* **Given task**:
Select every line of the material below that contains the string "floor", and copy each such line. Treat uppercase and lowercase as distinct when matching.

Data listing:
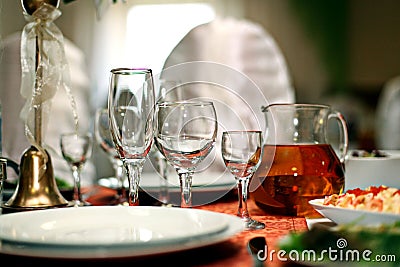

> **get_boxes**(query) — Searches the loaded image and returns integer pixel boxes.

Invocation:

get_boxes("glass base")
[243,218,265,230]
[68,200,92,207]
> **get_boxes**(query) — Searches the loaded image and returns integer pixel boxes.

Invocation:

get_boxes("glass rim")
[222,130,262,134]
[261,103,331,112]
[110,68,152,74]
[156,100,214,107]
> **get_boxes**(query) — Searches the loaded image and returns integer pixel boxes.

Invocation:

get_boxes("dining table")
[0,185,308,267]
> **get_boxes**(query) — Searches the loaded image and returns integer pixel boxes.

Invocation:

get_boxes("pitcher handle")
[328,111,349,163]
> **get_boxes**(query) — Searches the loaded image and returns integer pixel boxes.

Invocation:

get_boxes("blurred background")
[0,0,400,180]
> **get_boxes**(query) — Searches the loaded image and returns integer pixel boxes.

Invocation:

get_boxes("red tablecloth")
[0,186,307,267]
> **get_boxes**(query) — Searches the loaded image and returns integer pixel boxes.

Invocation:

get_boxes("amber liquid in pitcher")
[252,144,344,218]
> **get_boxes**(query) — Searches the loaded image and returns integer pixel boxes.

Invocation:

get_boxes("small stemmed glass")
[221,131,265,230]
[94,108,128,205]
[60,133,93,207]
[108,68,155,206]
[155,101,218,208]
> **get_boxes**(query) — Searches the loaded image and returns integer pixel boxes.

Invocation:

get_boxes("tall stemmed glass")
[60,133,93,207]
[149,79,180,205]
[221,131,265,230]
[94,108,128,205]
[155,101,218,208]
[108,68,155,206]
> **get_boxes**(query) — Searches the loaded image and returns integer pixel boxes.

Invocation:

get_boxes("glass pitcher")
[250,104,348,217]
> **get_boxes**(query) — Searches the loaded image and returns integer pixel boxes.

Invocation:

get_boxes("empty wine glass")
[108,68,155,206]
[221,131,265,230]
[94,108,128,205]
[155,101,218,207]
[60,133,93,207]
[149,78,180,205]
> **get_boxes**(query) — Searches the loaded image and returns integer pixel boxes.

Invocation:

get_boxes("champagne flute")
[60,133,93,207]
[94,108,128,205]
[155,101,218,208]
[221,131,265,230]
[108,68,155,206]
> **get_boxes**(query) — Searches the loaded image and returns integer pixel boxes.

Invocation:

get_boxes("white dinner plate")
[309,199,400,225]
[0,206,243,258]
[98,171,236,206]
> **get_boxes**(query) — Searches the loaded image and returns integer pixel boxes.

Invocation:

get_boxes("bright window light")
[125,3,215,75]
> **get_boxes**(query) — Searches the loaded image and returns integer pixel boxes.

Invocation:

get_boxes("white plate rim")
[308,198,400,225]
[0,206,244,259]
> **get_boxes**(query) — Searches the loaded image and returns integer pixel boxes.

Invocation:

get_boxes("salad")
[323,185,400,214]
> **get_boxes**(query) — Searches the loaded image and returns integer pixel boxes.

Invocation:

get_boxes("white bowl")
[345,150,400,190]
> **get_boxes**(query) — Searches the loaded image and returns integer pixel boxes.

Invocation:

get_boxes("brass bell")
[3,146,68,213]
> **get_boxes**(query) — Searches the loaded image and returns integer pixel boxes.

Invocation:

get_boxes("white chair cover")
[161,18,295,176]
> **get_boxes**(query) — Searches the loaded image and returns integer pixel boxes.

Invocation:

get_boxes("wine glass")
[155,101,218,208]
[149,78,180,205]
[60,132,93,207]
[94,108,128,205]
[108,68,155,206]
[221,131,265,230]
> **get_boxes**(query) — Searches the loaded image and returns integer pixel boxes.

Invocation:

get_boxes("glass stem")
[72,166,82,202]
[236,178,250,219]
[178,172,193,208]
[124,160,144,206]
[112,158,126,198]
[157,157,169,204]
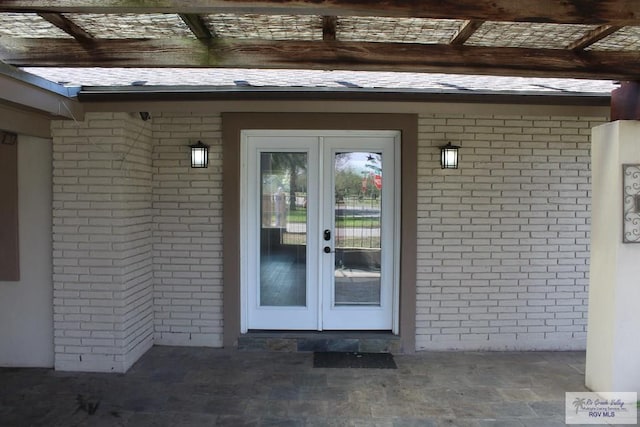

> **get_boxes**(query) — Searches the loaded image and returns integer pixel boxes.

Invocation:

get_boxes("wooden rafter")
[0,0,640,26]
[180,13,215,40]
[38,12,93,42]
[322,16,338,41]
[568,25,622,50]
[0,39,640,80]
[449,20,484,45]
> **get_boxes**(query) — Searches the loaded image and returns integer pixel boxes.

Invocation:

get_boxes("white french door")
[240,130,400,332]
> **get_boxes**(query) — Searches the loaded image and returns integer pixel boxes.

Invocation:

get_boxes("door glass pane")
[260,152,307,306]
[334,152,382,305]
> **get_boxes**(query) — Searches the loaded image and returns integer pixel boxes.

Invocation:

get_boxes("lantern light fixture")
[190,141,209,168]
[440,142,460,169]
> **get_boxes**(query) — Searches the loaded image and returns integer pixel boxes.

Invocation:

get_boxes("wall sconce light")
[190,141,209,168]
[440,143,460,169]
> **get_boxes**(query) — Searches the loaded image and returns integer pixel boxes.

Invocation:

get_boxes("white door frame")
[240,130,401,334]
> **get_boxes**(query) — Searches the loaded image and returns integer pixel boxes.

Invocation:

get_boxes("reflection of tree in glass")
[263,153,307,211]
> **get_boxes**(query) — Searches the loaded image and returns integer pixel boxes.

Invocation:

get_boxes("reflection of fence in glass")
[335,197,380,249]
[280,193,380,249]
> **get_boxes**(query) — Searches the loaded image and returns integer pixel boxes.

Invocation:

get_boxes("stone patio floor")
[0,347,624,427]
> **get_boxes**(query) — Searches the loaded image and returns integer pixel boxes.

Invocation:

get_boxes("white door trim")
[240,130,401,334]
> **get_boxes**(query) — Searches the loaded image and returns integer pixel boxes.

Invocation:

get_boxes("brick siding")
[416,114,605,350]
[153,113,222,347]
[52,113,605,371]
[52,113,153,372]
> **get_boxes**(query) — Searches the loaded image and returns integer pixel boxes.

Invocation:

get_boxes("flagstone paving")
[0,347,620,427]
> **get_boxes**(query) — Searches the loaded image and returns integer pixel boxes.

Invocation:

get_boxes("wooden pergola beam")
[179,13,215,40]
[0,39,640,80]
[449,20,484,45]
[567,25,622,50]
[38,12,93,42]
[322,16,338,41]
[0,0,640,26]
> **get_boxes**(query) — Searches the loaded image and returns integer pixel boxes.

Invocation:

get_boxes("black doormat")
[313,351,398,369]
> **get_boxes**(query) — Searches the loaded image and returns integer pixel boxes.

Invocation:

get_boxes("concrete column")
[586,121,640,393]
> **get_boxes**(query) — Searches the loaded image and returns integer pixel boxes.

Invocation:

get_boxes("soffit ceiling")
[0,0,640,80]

...

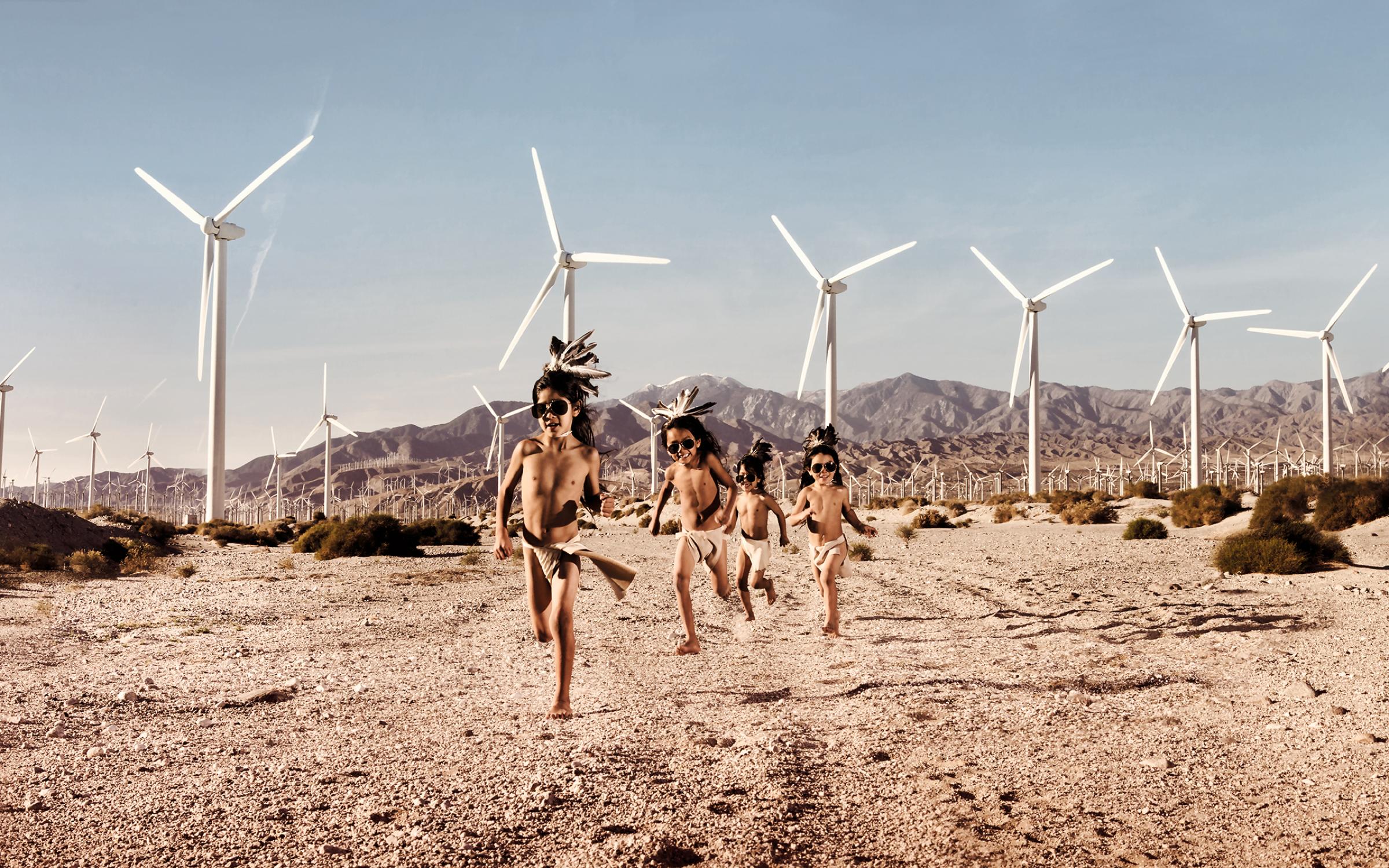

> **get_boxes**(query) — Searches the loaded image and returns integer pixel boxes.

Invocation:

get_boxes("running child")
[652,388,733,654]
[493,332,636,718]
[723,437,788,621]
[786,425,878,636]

* * *

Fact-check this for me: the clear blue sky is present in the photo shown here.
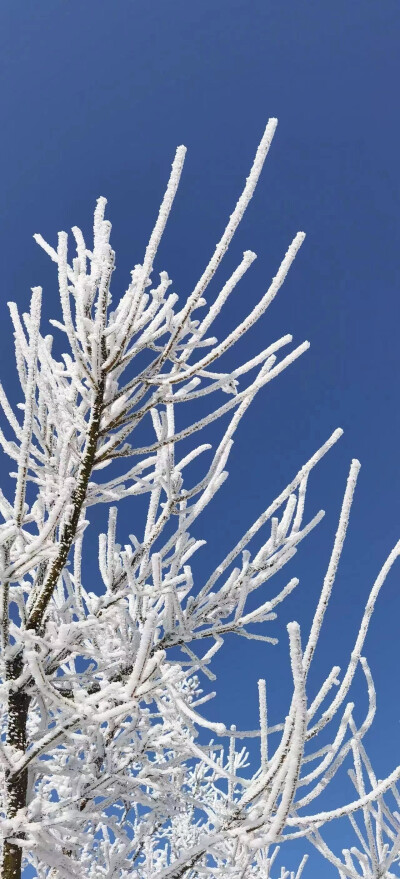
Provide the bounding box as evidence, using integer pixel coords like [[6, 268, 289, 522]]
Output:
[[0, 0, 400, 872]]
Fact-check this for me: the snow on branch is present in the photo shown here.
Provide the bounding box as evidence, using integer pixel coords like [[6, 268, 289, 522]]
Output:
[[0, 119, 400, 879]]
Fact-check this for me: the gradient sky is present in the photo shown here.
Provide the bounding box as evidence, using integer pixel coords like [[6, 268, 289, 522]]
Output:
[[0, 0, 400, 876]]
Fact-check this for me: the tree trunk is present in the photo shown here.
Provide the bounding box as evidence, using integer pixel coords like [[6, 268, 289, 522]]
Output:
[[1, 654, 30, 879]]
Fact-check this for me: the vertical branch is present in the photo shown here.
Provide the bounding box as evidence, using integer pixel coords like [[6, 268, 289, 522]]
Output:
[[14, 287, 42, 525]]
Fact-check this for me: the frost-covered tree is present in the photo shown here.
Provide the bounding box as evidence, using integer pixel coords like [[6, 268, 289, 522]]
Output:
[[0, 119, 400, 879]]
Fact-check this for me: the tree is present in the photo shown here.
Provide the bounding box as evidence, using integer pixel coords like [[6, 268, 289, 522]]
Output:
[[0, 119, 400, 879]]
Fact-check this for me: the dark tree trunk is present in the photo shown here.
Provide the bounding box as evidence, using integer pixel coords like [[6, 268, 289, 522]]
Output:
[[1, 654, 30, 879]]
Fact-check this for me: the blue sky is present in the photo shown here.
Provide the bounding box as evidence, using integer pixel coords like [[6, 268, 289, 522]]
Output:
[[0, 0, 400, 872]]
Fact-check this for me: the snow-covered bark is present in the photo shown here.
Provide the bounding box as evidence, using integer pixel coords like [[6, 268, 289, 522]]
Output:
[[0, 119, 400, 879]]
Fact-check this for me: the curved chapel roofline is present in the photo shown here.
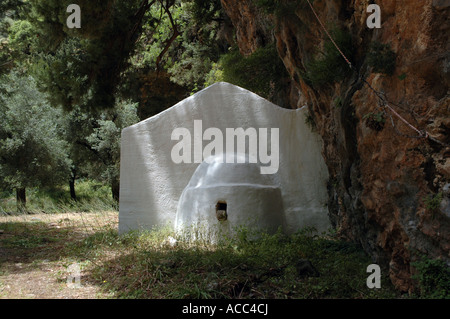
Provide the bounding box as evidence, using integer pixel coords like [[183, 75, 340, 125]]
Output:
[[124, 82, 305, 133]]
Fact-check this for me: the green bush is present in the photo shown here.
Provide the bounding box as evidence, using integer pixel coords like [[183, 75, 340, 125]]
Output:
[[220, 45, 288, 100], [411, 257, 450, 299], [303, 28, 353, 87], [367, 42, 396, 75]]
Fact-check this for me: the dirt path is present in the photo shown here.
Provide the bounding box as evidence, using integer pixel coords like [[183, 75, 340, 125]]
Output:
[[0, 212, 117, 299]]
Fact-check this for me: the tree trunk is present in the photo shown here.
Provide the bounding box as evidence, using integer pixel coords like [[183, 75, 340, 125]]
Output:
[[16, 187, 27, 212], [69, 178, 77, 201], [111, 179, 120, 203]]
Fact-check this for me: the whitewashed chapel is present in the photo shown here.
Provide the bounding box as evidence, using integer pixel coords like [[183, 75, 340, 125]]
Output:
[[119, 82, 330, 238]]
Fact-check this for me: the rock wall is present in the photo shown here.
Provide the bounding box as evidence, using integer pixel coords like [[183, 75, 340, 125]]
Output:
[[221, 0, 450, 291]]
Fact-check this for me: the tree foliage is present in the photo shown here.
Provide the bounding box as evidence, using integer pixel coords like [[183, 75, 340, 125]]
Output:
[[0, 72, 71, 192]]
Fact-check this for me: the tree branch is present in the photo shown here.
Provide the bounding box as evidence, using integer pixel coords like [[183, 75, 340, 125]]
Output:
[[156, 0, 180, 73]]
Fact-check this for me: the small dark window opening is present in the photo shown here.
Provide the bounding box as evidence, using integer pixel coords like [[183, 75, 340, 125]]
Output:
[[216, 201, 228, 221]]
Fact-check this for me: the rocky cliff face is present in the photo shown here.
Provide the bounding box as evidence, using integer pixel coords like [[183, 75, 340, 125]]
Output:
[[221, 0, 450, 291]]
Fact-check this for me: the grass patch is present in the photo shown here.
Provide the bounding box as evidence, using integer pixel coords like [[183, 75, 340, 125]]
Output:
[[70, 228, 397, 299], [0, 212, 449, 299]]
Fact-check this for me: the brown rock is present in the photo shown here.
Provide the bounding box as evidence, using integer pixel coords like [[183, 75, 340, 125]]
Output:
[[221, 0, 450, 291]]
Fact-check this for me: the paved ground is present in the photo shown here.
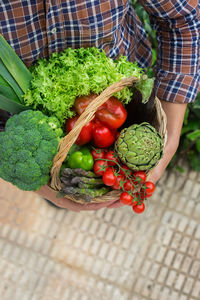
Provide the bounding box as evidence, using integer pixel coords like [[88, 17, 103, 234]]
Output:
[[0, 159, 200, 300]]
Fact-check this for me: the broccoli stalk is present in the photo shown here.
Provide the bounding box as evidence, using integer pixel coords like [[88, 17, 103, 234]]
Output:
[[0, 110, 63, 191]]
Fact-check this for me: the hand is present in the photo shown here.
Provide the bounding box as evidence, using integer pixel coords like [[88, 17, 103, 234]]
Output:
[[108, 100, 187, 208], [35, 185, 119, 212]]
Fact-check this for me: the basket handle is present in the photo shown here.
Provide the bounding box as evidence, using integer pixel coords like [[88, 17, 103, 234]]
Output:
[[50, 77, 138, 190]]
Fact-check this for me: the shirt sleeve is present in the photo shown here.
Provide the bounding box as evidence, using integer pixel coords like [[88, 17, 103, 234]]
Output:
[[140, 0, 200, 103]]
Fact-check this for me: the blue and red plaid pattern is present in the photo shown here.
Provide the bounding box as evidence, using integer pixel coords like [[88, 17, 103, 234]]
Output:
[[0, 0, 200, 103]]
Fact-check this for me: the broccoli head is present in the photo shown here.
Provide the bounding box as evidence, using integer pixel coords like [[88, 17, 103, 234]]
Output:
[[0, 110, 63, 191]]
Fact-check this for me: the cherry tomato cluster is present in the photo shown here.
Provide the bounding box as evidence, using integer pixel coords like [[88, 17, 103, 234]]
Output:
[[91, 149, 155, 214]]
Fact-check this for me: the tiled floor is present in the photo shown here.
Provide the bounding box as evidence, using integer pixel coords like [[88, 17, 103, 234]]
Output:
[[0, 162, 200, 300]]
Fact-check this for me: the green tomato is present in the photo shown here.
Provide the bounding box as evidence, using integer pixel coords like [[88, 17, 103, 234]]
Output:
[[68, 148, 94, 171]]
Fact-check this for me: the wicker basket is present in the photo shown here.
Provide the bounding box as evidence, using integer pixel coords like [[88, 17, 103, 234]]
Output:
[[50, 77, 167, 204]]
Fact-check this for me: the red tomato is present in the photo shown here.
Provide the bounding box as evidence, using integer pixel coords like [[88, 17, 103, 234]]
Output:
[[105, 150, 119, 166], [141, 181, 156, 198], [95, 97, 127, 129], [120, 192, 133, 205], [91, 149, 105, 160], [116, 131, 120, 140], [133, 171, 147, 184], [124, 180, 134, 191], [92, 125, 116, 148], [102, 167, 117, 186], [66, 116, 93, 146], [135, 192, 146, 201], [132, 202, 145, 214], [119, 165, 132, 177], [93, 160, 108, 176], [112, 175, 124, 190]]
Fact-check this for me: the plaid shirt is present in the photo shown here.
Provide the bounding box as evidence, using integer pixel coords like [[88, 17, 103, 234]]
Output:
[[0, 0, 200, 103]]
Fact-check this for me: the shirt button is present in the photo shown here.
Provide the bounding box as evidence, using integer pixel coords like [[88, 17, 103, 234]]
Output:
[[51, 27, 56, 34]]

* **Task result**:
get_boxes("stone patio floor")
Fact-check this for me: the tiled floor is present in the photo shown here.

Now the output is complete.